--- Instruction ---
Which lines of the material contain the string "negative"? Return each such line in full, and treat uppercase and lowercase letters as different.

[Stored data entries]
Segment Open
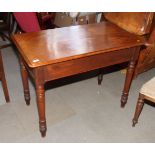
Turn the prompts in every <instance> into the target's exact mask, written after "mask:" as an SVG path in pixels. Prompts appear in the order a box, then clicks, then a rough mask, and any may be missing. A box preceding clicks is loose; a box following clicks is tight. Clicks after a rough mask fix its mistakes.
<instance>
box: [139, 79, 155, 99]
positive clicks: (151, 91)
mask: <svg viewBox="0 0 155 155" xmlns="http://www.w3.org/2000/svg"><path fill="white" fill-rule="evenodd" d="M140 93H141V94H143V95H145V96H147V97H149V98H151V99H152V100H154V101H155V77H153V78H152V79H151V80H149V81H148V82H146V83H145V84H144V85H143V86H142V88H141V90H140Z"/></svg>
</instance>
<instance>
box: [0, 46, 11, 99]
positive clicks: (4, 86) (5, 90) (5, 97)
mask: <svg viewBox="0 0 155 155" xmlns="http://www.w3.org/2000/svg"><path fill="white" fill-rule="evenodd" d="M0 49H1V48H0ZM0 80H1V81H2V87H3V92H4V96H5V100H6V102H10V98H9V93H8V88H7V83H6V79H5V73H4V67H3V60H2V55H1V51H0Z"/></svg>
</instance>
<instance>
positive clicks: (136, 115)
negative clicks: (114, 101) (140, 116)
mask: <svg viewBox="0 0 155 155" xmlns="http://www.w3.org/2000/svg"><path fill="white" fill-rule="evenodd" d="M154 85H155V77H153V78H152V79H151V80H149V81H148V82H146V83H145V84H144V85H143V86H142V88H141V90H140V92H139V98H138V101H137V105H136V109H135V114H134V118H133V120H132V123H133V124H132V126H133V127H134V126H135V124H136V123H138V118H139V116H140V114H141V112H142V109H143V106H144V103H145V102H146V100H147V101H151V102H152V103H155V87H154Z"/></svg>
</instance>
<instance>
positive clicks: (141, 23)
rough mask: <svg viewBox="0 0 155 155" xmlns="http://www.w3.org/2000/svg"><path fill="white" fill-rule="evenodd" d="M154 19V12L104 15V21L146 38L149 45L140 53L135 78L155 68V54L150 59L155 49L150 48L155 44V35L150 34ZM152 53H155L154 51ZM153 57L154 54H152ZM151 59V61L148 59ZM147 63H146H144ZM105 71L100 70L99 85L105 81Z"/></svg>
mask: <svg viewBox="0 0 155 155" xmlns="http://www.w3.org/2000/svg"><path fill="white" fill-rule="evenodd" d="M153 19H154V13H153V12H113V13H110V12H109V13H104V20H107V21H109V22H111V23H114V24H115V25H117V26H119V27H121V28H122V29H124V30H126V31H128V32H130V33H134V34H135V35H139V36H143V37H145V38H146V39H147V40H148V42H149V44H147V46H146V47H144V49H142V51H141V52H140V53H142V54H140V57H139V60H138V63H137V64H138V65H137V66H136V71H135V76H136V75H138V74H139V73H141V72H142V71H144V70H148V69H149V68H150V67H151V66H150V64H152V66H153V65H154V66H155V54H154V56H153V57H152V58H154V59H153V60H154V61H153V60H152V59H151V58H150V57H151V54H148V53H150V52H149V51H150V49H152V48H153V47H152V46H150V44H153V43H154V42H155V39H154V36H155V33H154V32H153V33H151V35H150V32H151V30H152V23H153ZM151 53H154V52H153V51H152V52H151ZM152 55H153V54H152ZM143 57H145V58H146V60H147V61H143V60H144V59H143ZM147 57H149V60H150V61H149V60H148V59H147ZM144 62H145V63H144ZM103 71H104V69H101V70H100V74H99V76H98V84H101V82H102V79H103V73H102V72H103Z"/></svg>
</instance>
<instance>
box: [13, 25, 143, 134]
mask: <svg viewBox="0 0 155 155" xmlns="http://www.w3.org/2000/svg"><path fill="white" fill-rule="evenodd" d="M12 39H13V41H14V43H15V45H16V47H17V48H18V51H19V55H20V65H21V75H22V81H23V87H24V96H25V101H26V103H27V105H29V104H30V92H29V86H28V75H29V76H31V77H32V79H33V80H34V83H35V88H36V98H37V106H38V113H39V126H40V132H41V135H42V137H44V136H45V135H46V130H47V127H46V118H45V90H44V84H45V83H46V82H47V81H51V80H55V79H58V78H62V77H67V76H71V75H74V74H79V73H84V72H87V71H90V70H95V69H98V68H102V67H106V66H110V65H114V64H119V63H122V62H127V61H129V67H128V71H127V74H126V79H125V84H124V89H123V93H122V97H121V107H124V106H125V104H126V102H127V98H128V92H129V88H130V85H131V81H132V76H133V72H134V69H135V65H136V61H137V58H138V56H139V49H140V47H141V45H143V44H144V43H145V40H144V39H143V38H142V37H139V36H136V35H134V34H131V33H128V32H126V31H124V30H123V29H121V28H119V27H117V26H115V25H114V24H112V23H109V22H103V23H100V24H90V25H83V26H71V27H65V28H57V29H50V30H43V31H39V32H30V33H23V34H15V35H13V36H12ZM28 73H29V74H28Z"/></svg>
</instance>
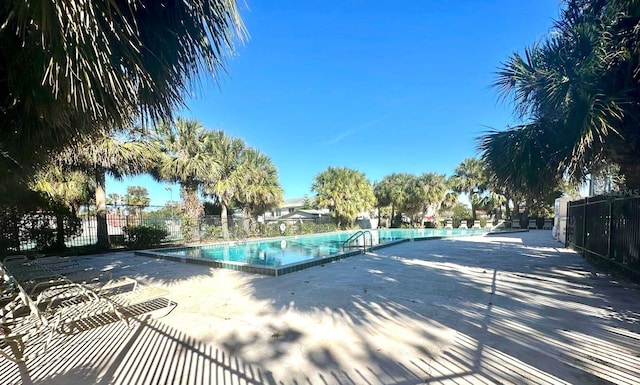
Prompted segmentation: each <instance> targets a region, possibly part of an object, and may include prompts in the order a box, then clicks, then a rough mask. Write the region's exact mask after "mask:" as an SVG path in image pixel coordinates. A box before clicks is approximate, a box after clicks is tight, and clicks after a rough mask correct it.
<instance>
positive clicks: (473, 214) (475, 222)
mask: <svg viewBox="0 0 640 385" xmlns="http://www.w3.org/2000/svg"><path fill="white" fill-rule="evenodd" d="M470 203H471V219H472V220H473V223H476V206H475V205H474V204H473V202H470Z"/></svg>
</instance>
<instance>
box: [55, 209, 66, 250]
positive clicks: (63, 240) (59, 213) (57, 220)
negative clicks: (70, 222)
mask: <svg viewBox="0 0 640 385" xmlns="http://www.w3.org/2000/svg"><path fill="white" fill-rule="evenodd" d="M65 248H66V245H65V244H64V215H63V214H61V213H57V214H56V250H64V249H65Z"/></svg>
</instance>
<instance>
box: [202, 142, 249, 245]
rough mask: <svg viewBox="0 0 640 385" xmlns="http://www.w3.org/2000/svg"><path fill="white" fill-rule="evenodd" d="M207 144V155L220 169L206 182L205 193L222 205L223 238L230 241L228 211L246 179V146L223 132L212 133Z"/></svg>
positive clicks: (221, 206)
mask: <svg viewBox="0 0 640 385" xmlns="http://www.w3.org/2000/svg"><path fill="white" fill-rule="evenodd" d="M206 144H207V147H206V151H207V153H208V154H209V155H210V156H212V157H213V158H214V159H215V161H216V163H217V165H218V167H217V170H216V173H215V174H214V175H212V178H210V179H208V180H205V181H204V186H203V192H204V194H205V195H209V196H213V197H215V198H216V199H217V200H218V203H220V207H221V208H222V212H221V214H220V220H221V222H222V236H223V238H224V240H225V241H226V240H228V239H229V224H228V218H227V209H228V208H229V206H230V205H231V203H232V202H233V200H234V199H236V198H237V197H239V196H240V190H241V188H242V187H243V186H242V185H243V182H244V177H245V163H244V152H245V144H244V142H243V141H242V140H241V139H237V138H232V137H230V136H228V135H225V133H224V132H222V131H213V132H210V133H209V134H208V138H207V141H206Z"/></svg>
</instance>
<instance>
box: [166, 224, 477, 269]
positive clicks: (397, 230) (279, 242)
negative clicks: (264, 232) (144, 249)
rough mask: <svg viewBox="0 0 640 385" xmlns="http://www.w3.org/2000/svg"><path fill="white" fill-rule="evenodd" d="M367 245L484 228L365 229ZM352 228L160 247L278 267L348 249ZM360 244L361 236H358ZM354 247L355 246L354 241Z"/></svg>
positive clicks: (185, 254)
mask: <svg viewBox="0 0 640 385" xmlns="http://www.w3.org/2000/svg"><path fill="white" fill-rule="evenodd" d="M369 232H370V233H371V238H369V235H368V234H367V235H366V238H367V246H369V244H370V243H371V244H372V245H374V246H375V245H381V244H384V243H387V242H392V241H398V240H402V239H423V238H430V237H443V236H456V235H472V234H482V233H486V232H487V231H486V230H471V229H469V230H460V229H453V230H443V229H380V230H369ZM355 233H356V232H355V231H348V232H336V233H327V234H317V235H309V236H295V237H285V238H278V239H267V240H257V241H247V242H233V243H226V244H214V245H205V246H197V247H181V248H172V249H163V250H162V254H165V255H170V256H184V257H190V258H200V259H206V260H216V261H225V262H234V263H241V264H246V265H252V266H264V267H272V268H273V267H276V268H277V267H280V266H286V265H290V264H295V263H298V262H303V261H307V260H314V259H323V258H325V257H329V256H331V255H334V254H338V253H341V252H343V251H348V248H343V243H344V242H345V241H346V240H347V239H349V237H351V236H352V235H353V234H355ZM360 245H362V238H360ZM354 246H357V245H356V244H354Z"/></svg>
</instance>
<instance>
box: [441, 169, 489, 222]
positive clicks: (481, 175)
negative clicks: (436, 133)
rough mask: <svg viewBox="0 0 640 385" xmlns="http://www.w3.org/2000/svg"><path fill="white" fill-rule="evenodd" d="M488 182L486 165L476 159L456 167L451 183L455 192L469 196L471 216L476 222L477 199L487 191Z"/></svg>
mask: <svg viewBox="0 0 640 385" xmlns="http://www.w3.org/2000/svg"><path fill="white" fill-rule="evenodd" d="M487 182H488V181H487V175H486V171H485V165H484V163H483V162H482V161H480V160H478V159H476V158H467V159H465V160H463V161H462V163H460V164H459V165H458V167H456V169H455V174H454V175H453V176H452V177H451V179H450V181H449V183H450V185H451V186H452V189H453V190H454V191H456V192H459V193H465V194H468V195H469V201H470V202H471V216H472V219H473V221H474V222H475V220H476V208H477V197H478V196H479V195H480V194H482V192H483V191H484V190H485V189H486V186H487Z"/></svg>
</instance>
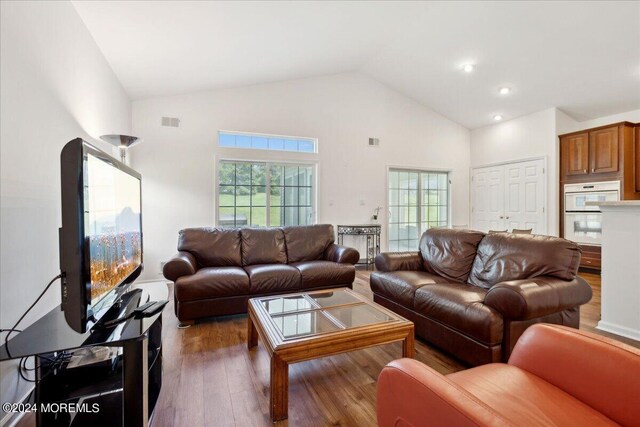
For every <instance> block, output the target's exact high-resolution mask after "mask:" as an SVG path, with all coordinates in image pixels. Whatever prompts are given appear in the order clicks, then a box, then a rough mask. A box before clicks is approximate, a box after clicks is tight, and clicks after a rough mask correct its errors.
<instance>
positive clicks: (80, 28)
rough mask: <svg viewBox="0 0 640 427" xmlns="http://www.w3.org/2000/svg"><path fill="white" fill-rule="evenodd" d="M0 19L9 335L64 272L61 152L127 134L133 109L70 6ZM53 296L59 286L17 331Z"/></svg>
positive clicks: (54, 296) (3, 322) (58, 293)
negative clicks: (94, 137) (104, 133)
mask: <svg viewBox="0 0 640 427" xmlns="http://www.w3.org/2000/svg"><path fill="white" fill-rule="evenodd" d="M1 17H2V24H1V37H0V39H1V51H0V56H1V58H2V60H1V61H0V62H1V73H0V75H1V79H0V91H1V93H2V97H1V109H2V114H1V123H0V132H1V133H0V147H1V153H0V158H1V167H0V171H1V181H0V189H1V193H0V194H1V203H0V204H1V207H2V214H1V224H0V227H1V228H0V237H1V248H2V252H1V265H2V269H1V273H0V322H1V325H2V328H9V327H11V326H13V324H14V323H15V321H16V320H17V319H18V317H19V316H20V315H21V314H22V312H24V311H25V310H26V309H27V307H29V305H31V303H32V302H33V301H34V300H35V298H36V297H37V296H38V294H39V293H40V292H41V291H42V289H44V286H45V285H46V284H47V282H48V281H49V280H50V279H51V278H52V277H54V276H55V275H57V274H58V273H59V272H60V267H59V263H58V227H60V221H61V219H60V178H59V176H60V166H59V162H60V160H59V159H60V150H61V149H62V146H63V145H64V144H65V143H66V142H67V141H69V140H71V139H73V138H75V137H78V136H80V137H83V138H85V139H87V140H91V137H92V136H93V137H95V136H98V135H101V134H103V133H112V132H129V131H130V130H131V103H130V101H129V99H128V98H127V96H126V95H125V93H124V90H123V89H122V87H121V85H120V83H119V82H118V80H117V79H116V78H115V75H114V74H113V72H112V70H111V68H110V67H109V65H108V64H107V62H106V60H105V59H104V57H103V56H102V54H101V53H100V51H99V50H98V48H97V46H96V44H95V42H94V41H93V38H92V37H91V35H90V34H89V32H88V31H87V29H86V27H85V26H84V24H83V22H82V21H81V19H80V17H79V16H78V15H77V13H76V11H75V9H74V8H73V6H72V5H71V3H69V2H2V3H1ZM96 145H98V146H100V147H101V148H103V149H107V150H110V146H105V145H102V144H101V143H100V142H96ZM59 295H60V287H59V285H57V284H56V285H55V286H53V287H52V289H51V290H50V291H49V293H48V294H47V296H46V297H45V298H44V299H43V300H42V301H41V302H40V303H39V304H38V306H36V307H35V309H34V310H33V312H32V313H31V314H30V315H29V316H28V317H27V318H26V319H25V320H26V321H25V322H24V324H22V325H21V327H24V326H27V325H28V324H29V323H31V322H32V321H33V320H35V319H37V318H38V317H40V316H42V315H44V314H45V313H47V312H48V311H49V310H51V309H52V308H53V307H54V306H55V305H57V304H59V302H60V297H59ZM2 337H3V338H4V334H3V335H2ZM0 370H1V373H0V376H1V377H2V380H1V386H0V391H1V393H2V397H1V398H0V400H2V402H16V401H18V399H19V398H21V397H23V395H24V393H25V392H26V391H27V390H28V385H26V384H24V383H22V382H21V381H20V382H19V381H17V370H16V365H15V364H13V363H2V364H0ZM3 415H4V413H3Z"/></svg>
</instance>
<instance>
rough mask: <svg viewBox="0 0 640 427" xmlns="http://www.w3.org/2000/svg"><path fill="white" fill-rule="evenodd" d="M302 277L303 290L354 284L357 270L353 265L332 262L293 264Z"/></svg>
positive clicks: (292, 264)
mask: <svg viewBox="0 0 640 427" xmlns="http://www.w3.org/2000/svg"><path fill="white" fill-rule="evenodd" d="M291 266H292V267H295V268H297V269H298V270H299V271H300V275H301V276H302V289H309V288H317V287H326V286H333V285H346V284H350V283H353V279H355V277H356V269H355V267H354V266H353V265H351V264H338V263H336V262H332V261H304V262H296V263H294V264H291Z"/></svg>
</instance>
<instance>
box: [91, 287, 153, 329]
mask: <svg viewBox="0 0 640 427" xmlns="http://www.w3.org/2000/svg"><path fill="white" fill-rule="evenodd" d="M144 302H145V301H142V289H140V288H135V289H131V290H130V291H128V292H126V293H124V294H122V296H121V297H120V298H119V299H118V301H117V302H116V303H115V304H113V305H112V306H111V307H110V308H109V310H107V312H106V313H105V314H104V315H103V316H102V317H101V318H100V320H98V322H97V323H96V324H95V325H93V326H92V327H91V333H92V334H95V333H98V334H99V333H104V332H105V331H104V329H111V328H114V327H115V326H117V325H119V324H120V323H122V322H125V321H127V320H129V318H131V316H132V315H133V311H134V310H135V309H136V308H137V307H138V306H140V305H142V304H144Z"/></svg>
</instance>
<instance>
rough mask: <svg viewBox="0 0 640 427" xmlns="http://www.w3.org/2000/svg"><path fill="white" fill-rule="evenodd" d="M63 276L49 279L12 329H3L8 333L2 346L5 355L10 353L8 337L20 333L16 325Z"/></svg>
mask: <svg viewBox="0 0 640 427" xmlns="http://www.w3.org/2000/svg"><path fill="white" fill-rule="evenodd" d="M63 276H64V275H63V274H62V273H61V274H58V275H57V276H56V277H54V278H53V279H51V281H50V282H49V284H48V285H47V286H46V287H45V288H44V290H43V291H42V292H41V293H40V295H38V298H36V300H35V301H34V302H33V304H31V306H30V307H29V308H28V309H27V311H25V312H24V313H23V314H22V316H20V318H19V319H18V321H17V322H16V324H15V325H13V328H11V329H5V331H8V333H7V335H5V337H4V345H5V348H6V350H7V355H8V356H11V353H10V352H9V344H8V343H9V336H10V335H11V334H12V333H14V332H16V331H19V332H21V331H20V330H19V329H17V328H18V325H19V324H20V322H22V320H23V319H24V318H25V316H26V315H27V314H28V313H29V312H30V311H31V310H32V309H33V307H35V306H36V304H37V303H38V302H39V301H40V300H41V299H42V297H43V296H44V294H45V293H46V292H47V291H48V290H49V288H50V287H51V285H53V284H54V283H55V281H56V280H58V279H61V278H62V277H63Z"/></svg>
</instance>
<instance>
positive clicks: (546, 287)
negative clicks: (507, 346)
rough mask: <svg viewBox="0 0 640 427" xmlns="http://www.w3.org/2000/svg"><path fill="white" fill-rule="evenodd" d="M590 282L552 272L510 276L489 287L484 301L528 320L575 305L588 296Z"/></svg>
mask: <svg viewBox="0 0 640 427" xmlns="http://www.w3.org/2000/svg"><path fill="white" fill-rule="evenodd" d="M591 296H592V291H591V286H589V284H588V283H587V282H586V281H585V280H584V279H583V278H581V277H576V278H575V279H573V280H561V279H557V278H555V277H551V276H539V277H534V278H532V279H524V280H509V281H506V282H501V283H497V284H495V285H494V286H492V287H491V289H489V291H488V292H487V295H486V296H485V298H484V303H485V304H486V305H488V306H489V307H492V308H494V309H496V310H497V311H498V312H500V313H501V314H502V315H503V316H504V317H505V318H507V319H509V320H527V319H533V318H536V317H541V316H546V315H548V314H552V313H557V312H560V311H564V310H567V309H569V308H573V307H578V306H580V305H582V304H586V303H587V302H589V300H591Z"/></svg>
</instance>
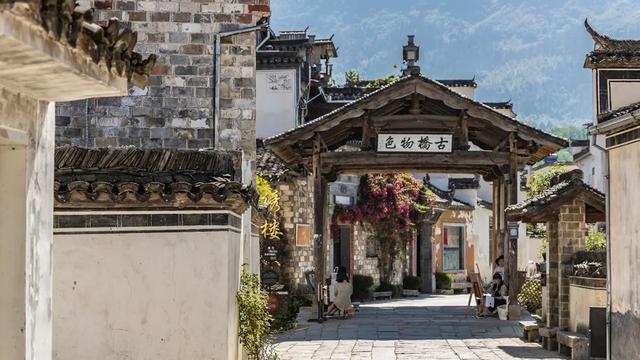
Segment Closed
--- Solution to this task ---
negative clicks: (114, 101) (140, 116)
negative clicks: (70, 222)
negative clicks: (264, 232) (144, 249)
negative clicks: (436, 133)
negative clicks: (94, 137) (104, 133)
negative clicks: (507, 346)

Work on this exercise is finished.